> Provided passage:
— BEGIN —
Speaking Your Truth Even If Your Voice Shakes
Your palms are sweating
Your heart is pounding
You have a knot in the pit of your stomach
You have something you want or need to say to someone and you fear their response
It might be to:
- Clear the air about a misunderstanding
- Set a boundary
- Speak up for yourself
- Challenge someone to take responsibility for something
- Say no to a request
- Ask for an apology or make amends
- Reveal a secret
- Position yourself in a more visible way in your business
- Ask for the sale….
There are a number of situations that can ignite so much fear and discomfort that you just want to run away or ignore the situation. You might think you’d rather have a root canal that face whatever person or situation you’d like to avoid and yet…there it is.
A client of mine, I’ll call Ann, is having marital problems. She’s been on a path of personal transformation for many years and has become more comfortable in her own skin, being true to who she knows herself to be. Her husband has been in and out of counseling. Each time he comes close to breaking through some blocks, he stops and buries himself in his work.
Several months ago Ann got honest with her husband about some things she had been withholding for quite some time. She’d been afraid to talk to him because her husband has a strong personality and is very good at verbal retaliation and turning things back on her. She finally gathered the courage and strength to fess up to some things that had been upsetting her. In fact all of her pent up feelings came tumbling out of her mouth. Splat.
Her husband felt like she had just dropped a bomb on him and he fell apart. He thought things were fine. Now, they are both back in counseling to see how their marriage can be saved.
Why are we so afraid and uncomfortable to face situations head on with others so we can clear the air and potentially resolve conflicts that can result in a stronger, more intimate, and trusting relationship – whether it is a marriage, friendship, or even a business relationship?
Common reasons and excuses we use to talk ourselves out of speaking up:
- Maybe I’m making too much of this. (minimizing)
- I’ll say something the next time it happens. It’s too late to talk about it now. (avoidance)
- It’s not such a big deal. (discounting, diminishing)
- It won’t change things anyway. In fact, it will probably make things worse so why bother? It’s not worth it. (rationalizing)
We expect, imagine, and anticipate
- The other person can’t handle what I have to say. They will take it personally, be hurt or offended.
- They will judge, criticize, tease me or make me the bad guy (again)
- They won’t understand, agree, or really hear me
- They might get angry and stop liking/loving me
- I’ll be abandoned emotionally, physically, or spiritually
- I’ll be punished in some way
- I’ll lose my composure and get too emotional
- I won’t say it right
- I’ll look, sound, or feel like an idiot
The anticipation alone of what you negatively imagine might happen can scare you into silence! And, if you have had past experiences that have gone poorly, you’ve probably collected lots of evidence as to why keeping your mouth shut might be a good idea.
Stuffing feelings in silence doesn’t just disappear inside and go away. There isn’t a rug big enough to sweep things under that will stay hidden indefinitely. If we aren’t able to release pain and upset to come to a place of peace inside, the energy we use to keep all the feelings wrapped up tightly will either erupt in ways we regret, manifest illness, or create psychological problems. That’s why Ann blew. She couldn’t contain her pain and anger any longer.
What she didn’t initially realize is the person she was most upset with was herself, even though she understood why she had gone along with things silently. Now she is making peace within herself as she works on her marriage. The better you come to know who you are both as a human and spiritual being, the harder it becomes to ignore when you feel mis-aligned with your Self.
— END —
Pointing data
— BEGIN —
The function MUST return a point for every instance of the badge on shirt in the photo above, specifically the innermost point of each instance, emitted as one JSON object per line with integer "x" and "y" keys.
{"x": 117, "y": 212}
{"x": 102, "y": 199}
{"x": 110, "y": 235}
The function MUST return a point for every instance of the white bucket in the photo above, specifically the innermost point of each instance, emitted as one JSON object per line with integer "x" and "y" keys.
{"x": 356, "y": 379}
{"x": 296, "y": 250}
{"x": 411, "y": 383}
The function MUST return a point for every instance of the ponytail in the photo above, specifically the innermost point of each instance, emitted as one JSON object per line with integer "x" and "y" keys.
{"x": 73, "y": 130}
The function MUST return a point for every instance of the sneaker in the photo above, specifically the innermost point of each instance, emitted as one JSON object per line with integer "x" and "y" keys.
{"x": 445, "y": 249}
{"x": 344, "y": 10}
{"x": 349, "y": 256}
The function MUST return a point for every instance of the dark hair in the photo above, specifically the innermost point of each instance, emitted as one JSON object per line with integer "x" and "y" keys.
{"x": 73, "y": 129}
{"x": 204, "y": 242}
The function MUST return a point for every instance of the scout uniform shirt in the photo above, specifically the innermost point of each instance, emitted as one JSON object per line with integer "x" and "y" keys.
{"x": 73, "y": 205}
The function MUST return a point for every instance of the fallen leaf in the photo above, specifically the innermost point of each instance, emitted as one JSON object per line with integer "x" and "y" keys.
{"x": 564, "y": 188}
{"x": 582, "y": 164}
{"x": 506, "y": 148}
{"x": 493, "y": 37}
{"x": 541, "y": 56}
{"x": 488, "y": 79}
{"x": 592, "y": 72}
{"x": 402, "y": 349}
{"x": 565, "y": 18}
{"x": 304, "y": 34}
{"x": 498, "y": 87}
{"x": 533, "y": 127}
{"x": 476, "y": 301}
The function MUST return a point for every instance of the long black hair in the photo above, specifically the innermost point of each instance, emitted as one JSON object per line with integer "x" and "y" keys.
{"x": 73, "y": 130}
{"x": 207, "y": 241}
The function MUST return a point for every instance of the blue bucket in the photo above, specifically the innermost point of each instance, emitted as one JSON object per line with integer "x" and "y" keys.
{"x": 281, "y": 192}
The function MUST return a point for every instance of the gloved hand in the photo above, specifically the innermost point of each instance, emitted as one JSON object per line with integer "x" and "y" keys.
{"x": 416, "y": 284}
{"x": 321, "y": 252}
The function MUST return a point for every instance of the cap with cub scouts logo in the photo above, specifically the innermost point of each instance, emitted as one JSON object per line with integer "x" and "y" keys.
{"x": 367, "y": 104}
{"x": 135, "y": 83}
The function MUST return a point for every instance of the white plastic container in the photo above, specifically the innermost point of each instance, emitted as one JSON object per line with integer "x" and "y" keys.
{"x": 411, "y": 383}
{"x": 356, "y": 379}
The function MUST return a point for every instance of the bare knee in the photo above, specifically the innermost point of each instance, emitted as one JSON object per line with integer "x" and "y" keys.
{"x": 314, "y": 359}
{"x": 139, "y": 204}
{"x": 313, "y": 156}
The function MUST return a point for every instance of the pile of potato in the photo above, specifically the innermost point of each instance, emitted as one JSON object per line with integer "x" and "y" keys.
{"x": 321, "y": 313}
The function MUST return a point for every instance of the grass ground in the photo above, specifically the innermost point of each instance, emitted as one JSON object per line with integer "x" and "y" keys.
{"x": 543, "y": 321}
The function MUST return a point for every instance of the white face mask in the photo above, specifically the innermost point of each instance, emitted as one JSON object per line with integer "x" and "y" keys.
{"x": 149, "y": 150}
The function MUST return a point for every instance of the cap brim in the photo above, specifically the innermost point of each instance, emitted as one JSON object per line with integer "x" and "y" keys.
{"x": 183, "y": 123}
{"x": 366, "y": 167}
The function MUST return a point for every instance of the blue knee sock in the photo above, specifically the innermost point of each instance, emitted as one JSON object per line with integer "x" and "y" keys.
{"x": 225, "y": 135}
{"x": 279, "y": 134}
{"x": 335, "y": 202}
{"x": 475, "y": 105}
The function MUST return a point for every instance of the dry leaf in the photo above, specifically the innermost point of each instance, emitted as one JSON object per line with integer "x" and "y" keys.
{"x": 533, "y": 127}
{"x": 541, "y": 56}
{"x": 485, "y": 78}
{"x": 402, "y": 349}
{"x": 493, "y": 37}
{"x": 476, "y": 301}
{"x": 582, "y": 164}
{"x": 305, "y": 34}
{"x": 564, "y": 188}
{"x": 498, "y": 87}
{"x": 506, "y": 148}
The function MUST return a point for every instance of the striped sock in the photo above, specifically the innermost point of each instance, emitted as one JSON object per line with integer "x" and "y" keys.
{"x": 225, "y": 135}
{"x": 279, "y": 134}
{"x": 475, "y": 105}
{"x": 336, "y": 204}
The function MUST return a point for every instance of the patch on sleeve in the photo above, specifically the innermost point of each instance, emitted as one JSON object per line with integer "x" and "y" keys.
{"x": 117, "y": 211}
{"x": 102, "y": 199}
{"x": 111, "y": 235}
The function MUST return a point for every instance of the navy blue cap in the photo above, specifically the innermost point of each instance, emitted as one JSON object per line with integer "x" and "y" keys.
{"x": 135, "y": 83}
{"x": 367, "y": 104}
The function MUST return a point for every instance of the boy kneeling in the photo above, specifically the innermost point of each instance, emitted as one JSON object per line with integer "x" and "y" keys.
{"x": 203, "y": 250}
— END —
> Set of tasks:
[a] Reproduce the passage from the essay on speaking your truth between "Why are we so" and "a business relationship?", inclusive.
[b] Answer these questions using the essay on speaking your truth above:
(i) What does Ann's husband do each time he comes close to breaking through some blocks?
(ii) What label appears in parentheses after "It's not such a big deal."?
(iii) Who was the person Ann was most upset with?

> Problem solutions:
[a]
Why are we so afraid and uncomfortable to face situations head on with others so we can clear the air and potentially resolve conflicts that can result in a stronger, more intimate, and trusting relationship – whether it is a marriage, friendship, or even a business relationship?

[b]
(i) He stops and buries himself in his work.
(ii) Discounting, diminishing.
(iii) Herself.